** Start Supplied data **
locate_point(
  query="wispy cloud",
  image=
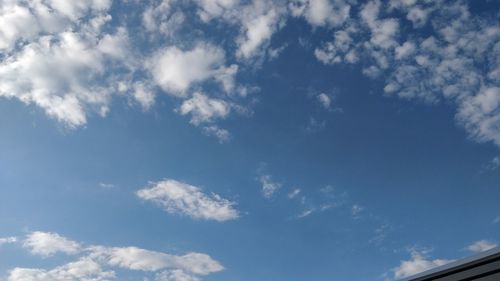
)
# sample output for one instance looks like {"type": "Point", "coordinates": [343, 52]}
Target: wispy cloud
{"type": "Point", "coordinates": [46, 244]}
{"type": "Point", "coordinates": [182, 198]}
{"type": "Point", "coordinates": [269, 186]}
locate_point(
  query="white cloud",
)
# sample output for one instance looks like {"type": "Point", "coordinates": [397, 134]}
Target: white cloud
{"type": "Point", "coordinates": [269, 187]}
{"type": "Point", "coordinates": [321, 12]}
{"type": "Point", "coordinates": [8, 240]}
{"type": "Point", "coordinates": [92, 261]}
{"type": "Point", "coordinates": [160, 18]}
{"type": "Point", "coordinates": [325, 100]}
{"type": "Point", "coordinates": [294, 193]}
{"type": "Point", "coordinates": [182, 198]}
{"type": "Point", "coordinates": [418, 263]}
{"type": "Point", "coordinates": [176, 70]}
{"type": "Point", "coordinates": [259, 21]}
{"type": "Point", "coordinates": [90, 265]}
{"type": "Point", "coordinates": [59, 60]}
{"type": "Point", "coordinates": [204, 109]}
{"type": "Point", "coordinates": [405, 50]}
{"type": "Point", "coordinates": [46, 244]}
{"type": "Point", "coordinates": [481, 246]}
{"type": "Point", "coordinates": [480, 115]}
{"type": "Point", "coordinates": [383, 31]}
{"type": "Point", "coordinates": [175, 275]}
{"type": "Point", "coordinates": [356, 209]}
{"type": "Point", "coordinates": [145, 260]}
{"type": "Point", "coordinates": [221, 134]}
{"type": "Point", "coordinates": [83, 269]}
{"type": "Point", "coordinates": [210, 9]}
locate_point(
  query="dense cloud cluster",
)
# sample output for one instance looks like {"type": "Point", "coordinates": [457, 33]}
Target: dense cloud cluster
{"type": "Point", "coordinates": [70, 59]}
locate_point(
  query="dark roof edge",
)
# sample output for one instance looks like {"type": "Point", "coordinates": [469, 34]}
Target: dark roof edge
{"type": "Point", "coordinates": [456, 264]}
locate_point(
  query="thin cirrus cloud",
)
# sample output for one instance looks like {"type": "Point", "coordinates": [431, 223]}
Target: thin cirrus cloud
{"type": "Point", "coordinates": [98, 262]}
{"type": "Point", "coordinates": [417, 264]}
{"type": "Point", "coordinates": [46, 244]}
{"type": "Point", "coordinates": [176, 197]}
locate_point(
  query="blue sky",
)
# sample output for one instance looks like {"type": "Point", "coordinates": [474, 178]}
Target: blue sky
{"type": "Point", "coordinates": [246, 140]}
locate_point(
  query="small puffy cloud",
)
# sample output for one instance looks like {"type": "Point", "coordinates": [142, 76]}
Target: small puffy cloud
{"type": "Point", "coordinates": [8, 240]}
{"type": "Point", "coordinates": [269, 187]}
{"type": "Point", "coordinates": [83, 269]}
{"type": "Point", "coordinates": [259, 21]}
{"type": "Point", "coordinates": [480, 115]}
{"type": "Point", "coordinates": [417, 264]}
{"type": "Point", "coordinates": [294, 193]}
{"type": "Point", "coordinates": [182, 198]}
{"type": "Point", "coordinates": [221, 134]}
{"type": "Point", "coordinates": [356, 209]}
{"type": "Point", "coordinates": [204, 109]}
{"type": "Point", "coordinates": [46, 244]}
{"type": "Point", "coordinates": [481, 246]}
{"type": "Point", "coordinates": [325, 100]}
{"type": "Point", "coordinates": [209, 9]}
{"type": "Point", "coordinates": [383, 31]}
{"type": "Point", "coordinates": [176, 70]}
{"type": "Point", "coordinates": [175, 275]}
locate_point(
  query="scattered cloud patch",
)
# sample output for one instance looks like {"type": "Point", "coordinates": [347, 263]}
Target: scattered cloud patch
{"type": "Point", "coordinates": [46, 244]}
{"type": "Point", "coordinates": [269, 186]}
{"type": "Point", "coordinates": [416, 264]}
{"type": "Point", "coordinates": [294, 193]}
{"type": "Point", "coordinates": [176, 70]}
{"type": "Point", "coordinates": [7, 240]}
{"type": "Point", "coordinates": [325, 100]}
{"type": "Point", "coordinates": [96, 263]}
{"type": "Point", "coordinates": [181, 198]}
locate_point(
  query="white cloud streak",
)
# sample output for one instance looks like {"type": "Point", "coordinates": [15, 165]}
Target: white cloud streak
{"type": "Point", "coordinates": [181, 198]}
{"type": "Point", "coordinates": [417, 264]}
{"type": "Point", "coordinates": [46, 244]}
{"type": "Point", "coordinates": [481, 246]}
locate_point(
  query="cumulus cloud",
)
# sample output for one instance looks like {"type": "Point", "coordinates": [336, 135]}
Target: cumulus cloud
{"type": "Point", "coordinates": [140, 259]}
{"type": "Point", "coordinates": [417, 264]}
{"type": "Point", "coordinates": [176, 70]}
{"type": "Point", "coordinates": [8, 240]}
{"type": "Point", "coordinates": [204, 109]}
{"type": "Point", "coordinates": [54, 56]}
{"type": "Point", "coordinates": [210, 9]}
{"type": "Point", "coordinates": [269, 187]}
{"type": "Point", "coordinates": [259, 21]}
{"type": "Point", "coordinates": [181, 198]}
{"type": "Point", "coordinates": [325, 100]}
{"type": "Point", "coordinates": [46, 244]}
{"type": "Point", "coordinates": [457, 62]}
{"type": "Point", "coordinates": [481, 246]}
{"type": "Point", "coordinates": [294, 193]}
{"type": "Point", "coordinates": [95, 261]}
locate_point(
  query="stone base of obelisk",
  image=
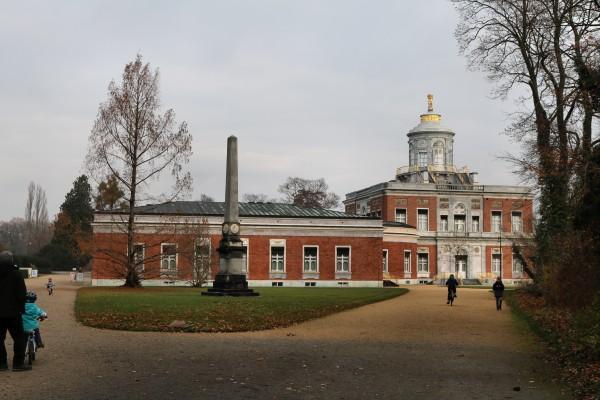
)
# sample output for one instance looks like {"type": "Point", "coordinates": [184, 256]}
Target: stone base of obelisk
{"type": "Point", "coordinates": [230, 285]}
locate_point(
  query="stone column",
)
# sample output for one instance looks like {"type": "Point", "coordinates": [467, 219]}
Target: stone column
{"type": "Point", "coordinates": [231, 279]}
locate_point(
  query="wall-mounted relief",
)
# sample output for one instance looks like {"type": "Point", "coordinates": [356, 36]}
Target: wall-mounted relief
{"type": "Point", "coordinates": [459, 208]}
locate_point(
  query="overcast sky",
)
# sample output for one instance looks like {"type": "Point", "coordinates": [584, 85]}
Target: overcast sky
{"type": "Point", "coordinates": [313, 89]}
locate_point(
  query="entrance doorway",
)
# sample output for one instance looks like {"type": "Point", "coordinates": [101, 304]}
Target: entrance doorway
{"type": "Point", "coordinates": [461, 266]}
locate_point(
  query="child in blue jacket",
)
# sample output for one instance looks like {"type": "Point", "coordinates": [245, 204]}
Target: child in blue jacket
{"type": "Point", "coordinates": [31, 318]}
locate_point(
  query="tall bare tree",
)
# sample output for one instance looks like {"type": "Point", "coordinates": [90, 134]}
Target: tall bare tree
{"type": "Point", "coordinates": [134, 142]}
{"type": "Point", "coordinates": [36, 218]}
{"type": "Point", "coordinates": [549, 50]}
{"type": "Point", "coordinates": [309, 193]}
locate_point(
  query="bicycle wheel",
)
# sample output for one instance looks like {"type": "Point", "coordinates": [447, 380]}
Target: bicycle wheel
{"type": "Point", "coordinates": [30, 350]}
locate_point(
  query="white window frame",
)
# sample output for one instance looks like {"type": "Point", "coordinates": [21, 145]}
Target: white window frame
{"type": "Point", "coordinates": [420, 154]}
{"type": "Point", "coordinates": [463, 218]}
{"type": "Point", "coordinates": [405, 215]}
{"type": "Point", "coordinates": [312, 246]}
{"type": "Point", "coordinates": [493, 226]}
{"type": "Point", "coordinates": [519, 226]}
{"type": "Point", "coordinates": [444, 223]}
{"type": "Point", "coordinates": [385, 260]}
{"type": "Point", "coordinates": [438, 153]}
{"type": "Point", "coordinates": [407, 262]}
{"type": "Point", "coordinates": [496, 265]}
{"type": "Point", "coordinates": [419, 222]}
{"type": "Point", "coordinates": [142, 265]}
{"type": "Point", "coordinates": [276, 271]}
{"type": "Point", "coordinates": [419, 270]}
{"type": "Point", "coordinates": [516, 261]}
{"type": "Point", "coordinates": [349, 259]}
{"type": "Point", "coordinates": [473, 219]}
{"type": "Point", "coordinates": [168, 257]}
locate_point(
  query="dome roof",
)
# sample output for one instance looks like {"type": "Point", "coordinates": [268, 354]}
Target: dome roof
{"type": "Point", "coordinates": [430, 121]}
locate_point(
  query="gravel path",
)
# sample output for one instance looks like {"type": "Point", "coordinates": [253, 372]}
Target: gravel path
{"type": "Point", "coordinates": [410, 347]}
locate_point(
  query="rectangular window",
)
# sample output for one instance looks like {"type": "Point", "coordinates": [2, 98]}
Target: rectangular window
{"type": "Point", "coordinates": [168, 257]}
{"type": "Point", "coordinates": [496, 221]}
{"type": "Point", "coordinates": [401, 215]}
{"type": "Point", "coordinates": [422, 159]}
{"type": "Point", "coordinates": [423, 220]}
{"type": "Point", "coordinates": [277, 258]}
{"type": "Point", "coordinates": [443, 223]}
{"type": "Point", "coordinates": [496, 261]}
{"type": "Point", "coordinates": [516, 221]}
{"type": "Point", "coordinates": [517, 266]}
{"type": "Point", "coordinates": [475, 224]}
{"type": "Point", "coordinates": [407, 261]}
{"type": "Point", "coordinates": [422, 262]}
{"type": "Point", "coordinates": [311, 257]}
{"type": "Point", "coordinates": [202, 255]}
{"type": "Point", "coordinates": [138, 256]}
{"type": "Point", "coordinates": [384, 261]}
{"type": "Point", "coordinates": [459, 223]}
{"type": "Point", "coordinates": [342, 259]}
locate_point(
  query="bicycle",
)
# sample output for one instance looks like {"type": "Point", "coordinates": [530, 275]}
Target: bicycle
{"type": "Point", "coordinates": [451, 297]}
{"type": "Point", "coordinates": [31, 348]}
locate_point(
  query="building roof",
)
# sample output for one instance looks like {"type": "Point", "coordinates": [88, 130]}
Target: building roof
{"type": "Point", "coordinates": [246, 210]}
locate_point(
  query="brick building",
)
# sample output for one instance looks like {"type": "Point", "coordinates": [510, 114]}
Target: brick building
{"type": "Point", "coordinates": [430, 221]}
{"type": "Point", "coordinates": [462, 226]}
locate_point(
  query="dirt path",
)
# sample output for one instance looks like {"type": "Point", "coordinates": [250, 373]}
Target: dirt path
{"type": "Point", "coordinates": [410, 347]}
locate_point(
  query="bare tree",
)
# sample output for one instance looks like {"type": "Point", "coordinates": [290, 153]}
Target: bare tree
{"type": "Point", "coordinates": [257, 198]}
{"type": "Point", "coordinates": [132, 141]}
{"type": "Point", "coordinates": [204, 198]}
{"type": "Point", "coordinates": [110, 195]}
{"type": "Point", "coordinates": [550, 49]}
{"type": "Point", "coordinates": [309, 193]}
{"type": "Point", "coordinates": [36, 218]}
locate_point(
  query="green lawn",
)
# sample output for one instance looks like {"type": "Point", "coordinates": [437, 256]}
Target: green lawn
{"type": "Point", "coordinates": [153, 309]}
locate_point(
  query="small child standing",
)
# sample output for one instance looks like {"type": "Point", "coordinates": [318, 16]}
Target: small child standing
{"type": "Point", "coordinates": [50, 286]}
{"type": "Point", "coordinates": [31, 318]}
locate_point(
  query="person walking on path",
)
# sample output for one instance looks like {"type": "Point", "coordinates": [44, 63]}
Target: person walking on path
{"type": "Point", "coordinates": [498, 288]}
{"type": "Point", "coordinates": [12, 306]}
{"type": "Point", "coordinates": [452, 283]}
{"type": "Point", "coordinates": [50, 286]}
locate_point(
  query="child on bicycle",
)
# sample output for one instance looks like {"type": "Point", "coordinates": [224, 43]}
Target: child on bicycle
{"type": "Point", "coordinates": [50, 286]}
{"type": "Point", "coordinates": [32, 317]}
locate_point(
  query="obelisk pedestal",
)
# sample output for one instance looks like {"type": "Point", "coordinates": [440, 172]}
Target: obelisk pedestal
{"type": "Point", "coordinates": [231, 279]}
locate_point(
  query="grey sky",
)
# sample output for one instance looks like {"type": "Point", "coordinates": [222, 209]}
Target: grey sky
{"type": "Point", "coordinates": [311, 88]}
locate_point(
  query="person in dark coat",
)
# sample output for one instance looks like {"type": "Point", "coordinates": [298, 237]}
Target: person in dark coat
{"type": "Point", "coordinates": [498, 288]}
{"type": "Point", "coordinates": [12, 306]}
{"type": "Point", "coordinates": [452, 283]}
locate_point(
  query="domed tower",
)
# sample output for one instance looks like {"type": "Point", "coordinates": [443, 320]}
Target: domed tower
{"type": "Point", "coordinates": [431, 152]}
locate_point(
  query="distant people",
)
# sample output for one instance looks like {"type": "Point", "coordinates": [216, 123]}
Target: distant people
{"type": "Point", "coordinates": [32, 317]}
{"type": "Point", "coordinates": [50, 286]}
{"type": "Point", "coordinates": [12, 307]}
{"type": "Point", "coordinates": [498, 288]}
{"type": "Point", "coordinates": [452, 284]}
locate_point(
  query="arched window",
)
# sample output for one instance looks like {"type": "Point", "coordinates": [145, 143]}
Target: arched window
{"type": "Point", "coordinates": [438, 153]}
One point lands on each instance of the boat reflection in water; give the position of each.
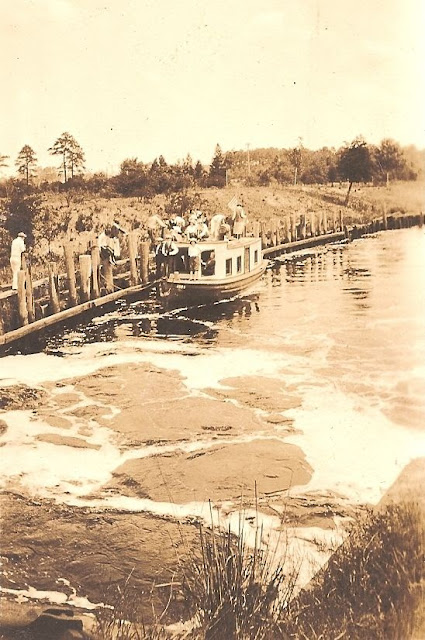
(228, 268)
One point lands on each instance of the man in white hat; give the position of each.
(17, 248)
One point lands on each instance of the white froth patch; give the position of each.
(48, 469)
(301, 551)
(204, 369)
(354, 449)
(54, 597)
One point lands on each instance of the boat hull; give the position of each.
(176, 291)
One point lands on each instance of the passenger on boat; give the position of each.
(224, 231)
(194, 253)
(209, 265)
(239, 221)
(176, 223)
(116, 229)
(166, 253)
(155, 225)
(106, 243)
(191, 230)
(216, 222)
(17, 248)
(202, 231)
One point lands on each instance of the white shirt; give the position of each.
(17, 247)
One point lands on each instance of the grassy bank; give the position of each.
(372, 588)
(80, 216)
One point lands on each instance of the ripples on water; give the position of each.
(343, 324)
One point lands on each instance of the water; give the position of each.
(312, 385)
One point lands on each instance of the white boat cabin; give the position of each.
(222, 259)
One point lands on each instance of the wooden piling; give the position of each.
(22, 299)
(334, 226)
(144, 261)
(85, 277)
(53, 288)
(132, 253)
(263, 235)
(273, 228)
(384, 218)
(95, 268)
(312, 224)
(278, 233)
(320, 223)
(325, 222)
(293, 228)
(303, 227)
(29, 295)
(70, 274)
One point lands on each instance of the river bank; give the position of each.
(116, 438)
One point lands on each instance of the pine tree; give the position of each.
(71, 152)
(25, 161)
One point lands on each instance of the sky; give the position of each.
(143, 78)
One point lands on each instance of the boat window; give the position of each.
(208, 263)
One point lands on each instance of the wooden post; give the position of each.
(53, 288)
(256, 229)
(144, 261)
(70, 274)
(263, 235)
(30, 295)
(278, 234)
(28, 289)
(273, 227)
(85, 275)
(384, 218)
(132, 253)
(22, 299)
(95, 266)
(303, 227)
(293, 228)
(320, 223)
(313, 224)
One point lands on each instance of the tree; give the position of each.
(21, 208)
(295, 158)
(132, 179)
(389, 159)
(71, 152)
(354, 164)
(3, 162)
(25, 162)
(218, 167)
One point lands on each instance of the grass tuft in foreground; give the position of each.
(234, 590)
(372, 586)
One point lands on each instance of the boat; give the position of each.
(228, 267)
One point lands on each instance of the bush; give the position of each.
(371, 586)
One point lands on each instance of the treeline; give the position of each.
(354, 162)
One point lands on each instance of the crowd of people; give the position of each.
(163, 233)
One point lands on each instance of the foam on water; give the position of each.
(354, 449)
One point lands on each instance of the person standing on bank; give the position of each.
(17, 248)
(194, 253)
(239, 221)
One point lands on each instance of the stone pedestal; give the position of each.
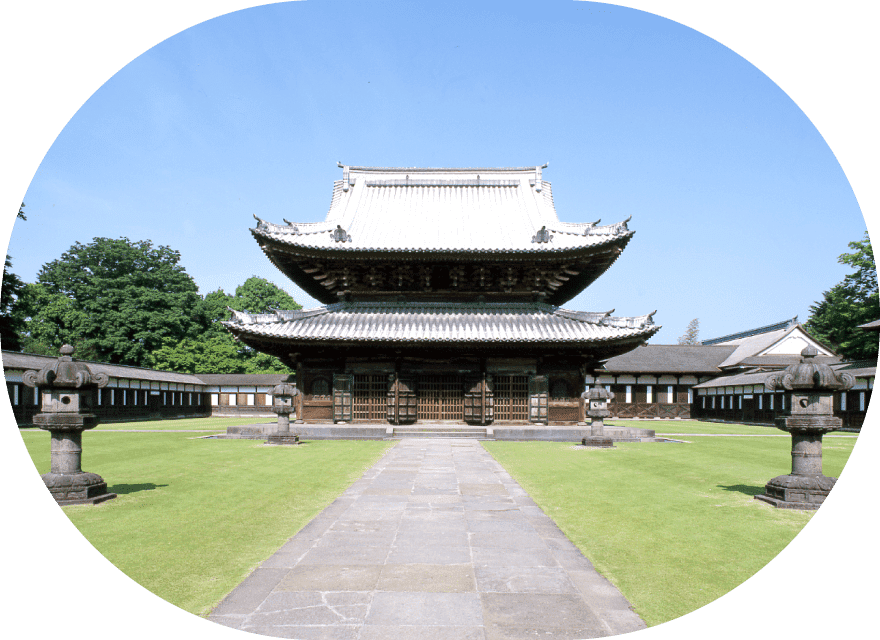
(67, 389)
(812, 386)
(287, 400)
(596, 408)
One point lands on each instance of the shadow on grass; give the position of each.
(134, 488)
(748, 489)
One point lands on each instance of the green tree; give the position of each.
(692, 333)
(854, 301)
(258, 295)
(216, 351)
(10, 290)
(50, 320)
(128, 298)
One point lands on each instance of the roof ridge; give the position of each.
(785, 324)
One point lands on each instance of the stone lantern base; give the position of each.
(598, 441)
(797, 492)
(282, 438)
(77, 488)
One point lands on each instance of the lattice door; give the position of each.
(538, 400)
(342, 396)
(511, 397)
(369, 396)
(441, 397)
(402, 403)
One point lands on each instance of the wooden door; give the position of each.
(473, 399)
(441, 397)
(343, 384)
(369, 396)
(538, 399)
(402, 403)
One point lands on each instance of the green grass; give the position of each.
(194, 516)
(673, 526)
(694, 427)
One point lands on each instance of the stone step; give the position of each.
(414, 432)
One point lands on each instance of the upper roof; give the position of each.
(671, 358)
(758, 376)
(243, 379)
(737, 338)
(409, 209)
(441, 323)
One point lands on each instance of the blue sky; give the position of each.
(726, 180)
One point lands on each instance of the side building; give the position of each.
(723, 379)
(134, 393)
(442, 290)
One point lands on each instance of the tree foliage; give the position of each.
(692, 333)
(216, 351)
(850, 303)
(119, 300)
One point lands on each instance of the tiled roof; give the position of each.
(244, 379)
(749, 347)
(735, 338)
(749, 377)
(444, 322)
(670, 358)
(23, 361)
(425, 210)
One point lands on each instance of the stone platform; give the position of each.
(550, 433)
(435, 541)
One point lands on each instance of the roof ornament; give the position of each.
(591, 226)
(261, 224)
(537, 182)
(66, 373)
(339, 234)
(542, 236)
(808, 376)
(240, 316)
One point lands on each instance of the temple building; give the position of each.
(442, 290)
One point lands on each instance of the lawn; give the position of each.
(673, 526)
(200, 424)
(195, 516)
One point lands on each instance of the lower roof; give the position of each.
(442, 323)
(670, 358)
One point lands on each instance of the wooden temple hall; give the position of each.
(442, 290)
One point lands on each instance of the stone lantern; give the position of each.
(287, 400)
(596, 407)
(812, 387)
(68, 390)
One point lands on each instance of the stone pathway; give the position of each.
(435, 542)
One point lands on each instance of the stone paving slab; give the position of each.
(435, 542)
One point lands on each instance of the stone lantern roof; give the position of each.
(597, 393)
(808, 375)
(65, 373)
** End Supplied data **
Directions: Copy only the stretch running from the line containing "One point lands on each instance of the lawn;" to the final line of the entries, both ends included, exactly as it stands.

Solution to this task:
One point lands on each instance of the lawn; give the position of each.
(673, 526)
(200, 424)
(195, 516)
One point lands on each instance of the lower roof; give the position of each.
(442, 323)
(670, 358)
One point lands on each instance of the wooden temple hall; give the position of each.
(442, 290)
One point lands on each instance of the stone lantern; give the position of each.
(287, 400)
(596, 407)
(812, 387)
(68, 390)
One point lands on each instance of the stone pathway; give the position of each.
(435, 542)
One point lands on each instance of the stone paving slab; give the position of each.
(435, 542)
One point lands on each instance of the stone lantern roof; give the position of each.
(597, 393)
(808, 375)
(65, 373)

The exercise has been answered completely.